======== SUPPLIED PASSAGE

The Markov property is of course crucial to the analyses we made above.
Thus dropping the exponential assumption presents a major analytical
challenge.

One queuing model which has been found tractable is M/G/1:  Exponential
interarrival times, general service times, one server.  In fact, the
mean queue length and related quantities can be obtained fairly easily,
as follows.

Consider the residence time R for a tagged job.  R is the time that our
tagged job must first wait for completion of service of all jobs, if
any, which are ahead of it---queued or now in service---plus the tagged
job's own service time.  Let $T_1, T_2,...$ be i.i.d. with the
distribution of a generic service time random variable S.  $T_1$
represents the service time of the tagged job itself.  $T_2,...,T_N$
represent the service times of the queued jobs, if any.

Let N be the number of jobs in the system, either being served or 
queued; B be either 1 or 0, depending on whether the system is busy
(i.e. N $>$ 0) or not; and $S_{1,resid}$ be the remaining service time
of the job currently being served, if any.  Finally, we define, as
before, $u = \frac{\lambda}{1/ES}$, the utilization.  Note that that
implies the EB = u.

Then the distribution of R is that of 

\begin{equation}
\label{repres}
B S_{1,resid} + (T_1+...+T_N) + (1-B) T_1
\end{equation}

Note that if N = 0, then $T_1+...+T_N$ is considered to be 0, i.e. not
present in (\ref{repres}). 

Then 

\begin{eqnarray}
\label{mg1}
E(R) &=& u E(S_{1,resid}) + E(T_1+...+T_N) + (1-u) ET_1\\ 
&=& u E(S_{1,resid}) + E(N) E(S) + (1-u) ES \\
&=& u E(S_{1,resid}) + \lambda E(R) E(S) + (1-u) ES
\end{eqnarray} 

The last equality is due to  Little's Rule.  Note also that we have made
use of the PASTA property here, so that the distribution of N is the
same at arrival times as general times. 

Then

\begin{equation}
E(R) = \frac{u E(S_{1,resid})}{1-u} + ES
\end{equation}

Note that the two terms here represent the mean residence time as the
mean queuing time plus the mean service time.

So we must find $E(S_{1,resid})$.  This is just the mean of the
remaining-life distribution which we saw in Section \ref{reslife} of our
unit on renewal theory.  Then

\begin{eqnarray}
E(S_{1,resid}) &=& \int_0^\infty t \frac{1-F_S(t)}{ES} ~ dt  \\
&=& \frac{1}{ES} \int_0^\infty t \int_t^\infty f_S(u) ~du ~ dt \\
&=& \frac{1}{ES} \int_{0}^{\infty} f_S(u) \int_{0}^{u} t ~ dt ~ du \\
&=& \frac{1}{2ES} E(S^2)

================
======== DATA LINES

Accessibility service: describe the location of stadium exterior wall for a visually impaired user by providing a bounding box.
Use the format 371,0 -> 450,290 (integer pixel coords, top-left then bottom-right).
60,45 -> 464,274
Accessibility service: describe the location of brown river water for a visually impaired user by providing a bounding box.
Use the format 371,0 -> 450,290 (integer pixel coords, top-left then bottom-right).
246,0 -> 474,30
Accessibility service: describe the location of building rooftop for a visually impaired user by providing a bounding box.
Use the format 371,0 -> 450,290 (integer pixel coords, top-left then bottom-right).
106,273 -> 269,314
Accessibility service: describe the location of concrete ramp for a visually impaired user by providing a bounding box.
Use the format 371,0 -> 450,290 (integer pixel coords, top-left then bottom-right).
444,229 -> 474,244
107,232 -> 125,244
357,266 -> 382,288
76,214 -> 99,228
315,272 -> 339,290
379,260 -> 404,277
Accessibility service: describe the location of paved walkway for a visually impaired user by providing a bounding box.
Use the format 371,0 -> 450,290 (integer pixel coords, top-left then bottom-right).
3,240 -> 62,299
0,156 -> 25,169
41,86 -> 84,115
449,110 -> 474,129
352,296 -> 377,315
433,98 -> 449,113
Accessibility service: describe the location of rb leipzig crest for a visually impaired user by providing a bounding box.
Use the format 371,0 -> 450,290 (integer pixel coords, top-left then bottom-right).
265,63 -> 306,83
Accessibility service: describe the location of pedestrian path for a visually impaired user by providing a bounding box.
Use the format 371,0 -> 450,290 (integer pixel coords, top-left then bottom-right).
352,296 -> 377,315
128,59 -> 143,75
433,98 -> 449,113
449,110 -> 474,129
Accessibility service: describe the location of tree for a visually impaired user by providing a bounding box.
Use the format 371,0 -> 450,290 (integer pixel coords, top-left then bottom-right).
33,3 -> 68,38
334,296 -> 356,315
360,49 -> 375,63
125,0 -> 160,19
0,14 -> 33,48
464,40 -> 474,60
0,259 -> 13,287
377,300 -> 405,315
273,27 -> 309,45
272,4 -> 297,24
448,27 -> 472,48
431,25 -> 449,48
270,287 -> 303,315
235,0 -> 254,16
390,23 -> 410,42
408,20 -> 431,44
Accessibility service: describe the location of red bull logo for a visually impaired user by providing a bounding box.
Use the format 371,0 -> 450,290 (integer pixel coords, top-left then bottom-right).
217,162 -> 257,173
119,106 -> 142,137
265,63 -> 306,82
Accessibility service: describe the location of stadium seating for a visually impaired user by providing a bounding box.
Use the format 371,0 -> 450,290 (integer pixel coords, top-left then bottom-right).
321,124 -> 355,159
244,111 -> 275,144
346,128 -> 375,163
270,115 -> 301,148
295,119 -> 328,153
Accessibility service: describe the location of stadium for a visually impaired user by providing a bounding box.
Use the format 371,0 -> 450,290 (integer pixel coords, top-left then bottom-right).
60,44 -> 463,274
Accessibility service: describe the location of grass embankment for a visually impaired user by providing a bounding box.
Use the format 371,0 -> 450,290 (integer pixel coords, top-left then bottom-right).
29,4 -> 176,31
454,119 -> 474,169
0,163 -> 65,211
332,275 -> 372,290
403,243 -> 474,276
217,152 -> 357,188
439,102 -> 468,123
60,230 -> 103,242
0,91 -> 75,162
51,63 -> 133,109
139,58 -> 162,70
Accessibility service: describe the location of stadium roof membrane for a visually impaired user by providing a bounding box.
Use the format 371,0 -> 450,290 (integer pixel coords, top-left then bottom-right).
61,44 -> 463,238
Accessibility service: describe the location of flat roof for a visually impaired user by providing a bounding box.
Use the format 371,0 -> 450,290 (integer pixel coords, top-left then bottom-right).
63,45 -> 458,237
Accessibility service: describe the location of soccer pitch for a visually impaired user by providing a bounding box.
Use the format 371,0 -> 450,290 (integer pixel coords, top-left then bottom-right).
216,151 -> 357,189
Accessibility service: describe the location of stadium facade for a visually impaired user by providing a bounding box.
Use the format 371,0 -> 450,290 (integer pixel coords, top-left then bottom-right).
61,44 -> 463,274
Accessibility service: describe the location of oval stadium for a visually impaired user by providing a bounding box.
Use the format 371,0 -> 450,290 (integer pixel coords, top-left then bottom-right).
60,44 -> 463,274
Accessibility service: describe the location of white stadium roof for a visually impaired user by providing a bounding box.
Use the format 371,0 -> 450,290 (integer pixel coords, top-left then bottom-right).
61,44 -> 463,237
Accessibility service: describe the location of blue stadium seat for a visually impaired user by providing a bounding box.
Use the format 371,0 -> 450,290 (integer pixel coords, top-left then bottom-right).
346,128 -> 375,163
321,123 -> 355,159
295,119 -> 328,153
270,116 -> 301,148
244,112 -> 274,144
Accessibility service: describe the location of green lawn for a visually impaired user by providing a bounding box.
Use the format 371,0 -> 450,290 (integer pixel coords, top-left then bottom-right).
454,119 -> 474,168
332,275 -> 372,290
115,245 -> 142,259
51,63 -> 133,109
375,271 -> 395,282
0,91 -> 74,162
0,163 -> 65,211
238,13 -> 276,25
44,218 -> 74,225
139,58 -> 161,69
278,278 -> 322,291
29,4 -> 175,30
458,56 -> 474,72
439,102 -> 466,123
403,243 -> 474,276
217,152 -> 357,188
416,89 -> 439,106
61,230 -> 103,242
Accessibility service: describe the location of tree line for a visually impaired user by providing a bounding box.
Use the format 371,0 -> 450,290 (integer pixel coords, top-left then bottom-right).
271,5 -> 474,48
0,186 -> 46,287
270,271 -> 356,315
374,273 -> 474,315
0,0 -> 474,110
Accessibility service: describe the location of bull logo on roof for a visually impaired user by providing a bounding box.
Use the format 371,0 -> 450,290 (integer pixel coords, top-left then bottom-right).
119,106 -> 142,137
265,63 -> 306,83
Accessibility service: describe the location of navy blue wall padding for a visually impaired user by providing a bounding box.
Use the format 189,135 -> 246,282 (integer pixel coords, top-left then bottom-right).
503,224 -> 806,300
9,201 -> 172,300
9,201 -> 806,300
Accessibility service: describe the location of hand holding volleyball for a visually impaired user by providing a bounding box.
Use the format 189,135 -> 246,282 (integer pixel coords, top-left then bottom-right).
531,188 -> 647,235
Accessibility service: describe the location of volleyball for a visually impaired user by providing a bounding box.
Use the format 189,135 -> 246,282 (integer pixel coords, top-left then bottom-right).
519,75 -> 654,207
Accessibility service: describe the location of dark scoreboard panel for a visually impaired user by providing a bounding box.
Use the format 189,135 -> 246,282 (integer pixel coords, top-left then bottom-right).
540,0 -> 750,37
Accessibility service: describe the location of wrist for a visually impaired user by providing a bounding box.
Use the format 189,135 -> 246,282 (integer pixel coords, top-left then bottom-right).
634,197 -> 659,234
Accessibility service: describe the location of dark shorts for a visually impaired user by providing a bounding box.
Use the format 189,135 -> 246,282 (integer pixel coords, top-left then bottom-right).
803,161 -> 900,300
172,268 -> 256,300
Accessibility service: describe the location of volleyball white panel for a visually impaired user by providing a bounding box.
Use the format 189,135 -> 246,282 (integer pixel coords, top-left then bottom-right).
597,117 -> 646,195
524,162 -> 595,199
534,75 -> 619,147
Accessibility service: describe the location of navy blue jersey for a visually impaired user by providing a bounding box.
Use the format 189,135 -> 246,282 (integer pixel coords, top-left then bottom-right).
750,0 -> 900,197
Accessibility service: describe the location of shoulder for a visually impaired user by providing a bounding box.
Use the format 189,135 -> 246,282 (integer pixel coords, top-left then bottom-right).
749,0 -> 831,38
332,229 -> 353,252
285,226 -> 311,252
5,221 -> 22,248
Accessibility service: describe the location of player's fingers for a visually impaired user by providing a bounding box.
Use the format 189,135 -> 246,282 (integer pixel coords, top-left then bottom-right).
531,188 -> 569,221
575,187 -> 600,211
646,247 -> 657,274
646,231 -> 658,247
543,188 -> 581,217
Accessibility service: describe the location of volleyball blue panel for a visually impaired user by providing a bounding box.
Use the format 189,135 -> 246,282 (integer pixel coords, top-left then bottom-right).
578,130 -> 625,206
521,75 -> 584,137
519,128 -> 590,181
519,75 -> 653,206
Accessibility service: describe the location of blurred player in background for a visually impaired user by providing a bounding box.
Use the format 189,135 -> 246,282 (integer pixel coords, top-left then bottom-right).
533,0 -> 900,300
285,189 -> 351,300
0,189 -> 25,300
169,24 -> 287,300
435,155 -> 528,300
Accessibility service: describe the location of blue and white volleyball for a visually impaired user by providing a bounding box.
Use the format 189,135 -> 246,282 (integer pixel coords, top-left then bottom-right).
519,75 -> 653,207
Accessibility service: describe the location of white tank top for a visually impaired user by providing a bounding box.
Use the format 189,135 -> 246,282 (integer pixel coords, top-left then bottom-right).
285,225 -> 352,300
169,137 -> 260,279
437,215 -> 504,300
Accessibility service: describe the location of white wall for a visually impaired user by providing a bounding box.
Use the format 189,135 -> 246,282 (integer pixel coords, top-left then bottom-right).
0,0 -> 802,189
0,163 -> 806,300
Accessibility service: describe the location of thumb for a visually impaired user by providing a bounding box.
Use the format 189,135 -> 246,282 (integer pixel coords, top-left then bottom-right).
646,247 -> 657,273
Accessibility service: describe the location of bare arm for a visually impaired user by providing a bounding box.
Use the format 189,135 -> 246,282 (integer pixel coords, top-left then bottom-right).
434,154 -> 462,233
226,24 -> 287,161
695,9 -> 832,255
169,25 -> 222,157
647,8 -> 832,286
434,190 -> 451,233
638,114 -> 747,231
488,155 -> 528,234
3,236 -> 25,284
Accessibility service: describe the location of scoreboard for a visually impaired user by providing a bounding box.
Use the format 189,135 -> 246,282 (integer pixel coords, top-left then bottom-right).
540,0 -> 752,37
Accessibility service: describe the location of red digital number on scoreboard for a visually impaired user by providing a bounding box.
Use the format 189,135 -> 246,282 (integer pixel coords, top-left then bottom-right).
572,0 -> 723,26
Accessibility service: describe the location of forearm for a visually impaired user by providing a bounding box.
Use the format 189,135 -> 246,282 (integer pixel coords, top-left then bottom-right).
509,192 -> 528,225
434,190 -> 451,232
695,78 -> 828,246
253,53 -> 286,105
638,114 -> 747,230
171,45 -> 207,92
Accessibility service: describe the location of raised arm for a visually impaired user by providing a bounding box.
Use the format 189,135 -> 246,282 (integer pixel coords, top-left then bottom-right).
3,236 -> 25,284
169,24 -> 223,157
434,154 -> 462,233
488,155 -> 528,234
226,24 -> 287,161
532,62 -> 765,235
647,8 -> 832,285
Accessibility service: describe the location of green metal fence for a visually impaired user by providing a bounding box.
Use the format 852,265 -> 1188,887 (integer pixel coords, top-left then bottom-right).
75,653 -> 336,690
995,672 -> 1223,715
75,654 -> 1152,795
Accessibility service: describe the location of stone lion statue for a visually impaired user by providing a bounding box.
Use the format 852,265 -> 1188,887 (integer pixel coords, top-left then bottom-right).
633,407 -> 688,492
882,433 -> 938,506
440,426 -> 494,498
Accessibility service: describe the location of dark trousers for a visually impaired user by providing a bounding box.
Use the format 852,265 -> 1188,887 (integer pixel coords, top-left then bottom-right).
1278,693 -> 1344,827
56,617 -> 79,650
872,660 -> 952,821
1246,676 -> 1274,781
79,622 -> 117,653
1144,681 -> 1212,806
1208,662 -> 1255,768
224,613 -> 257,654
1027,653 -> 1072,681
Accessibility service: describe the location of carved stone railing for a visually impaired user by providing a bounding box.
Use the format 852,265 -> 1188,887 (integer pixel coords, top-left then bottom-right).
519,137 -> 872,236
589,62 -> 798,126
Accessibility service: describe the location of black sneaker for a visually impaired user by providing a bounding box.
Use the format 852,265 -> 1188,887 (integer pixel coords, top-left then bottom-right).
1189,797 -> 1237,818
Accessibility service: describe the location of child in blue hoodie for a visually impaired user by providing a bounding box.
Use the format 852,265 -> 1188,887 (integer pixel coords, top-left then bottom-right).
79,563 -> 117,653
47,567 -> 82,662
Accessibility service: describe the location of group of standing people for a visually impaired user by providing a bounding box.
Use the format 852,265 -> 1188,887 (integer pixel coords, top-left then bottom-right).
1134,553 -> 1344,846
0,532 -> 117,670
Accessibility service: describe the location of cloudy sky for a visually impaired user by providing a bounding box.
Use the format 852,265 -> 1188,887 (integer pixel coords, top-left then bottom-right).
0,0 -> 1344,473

================

In the queuing passage, explain why E(N) E(S) can be rewritten as \lambda E(R) E(S) in the derivation of E(R), and name the other property the text says was relied on at that point. The rows have no role in this exercise.

The substitution of \lambda E(R) for E(N) follows from Little's Rule. The derivation also relies on the PASTA property, so that the distribution of N seen at arrival times is the same as at general times.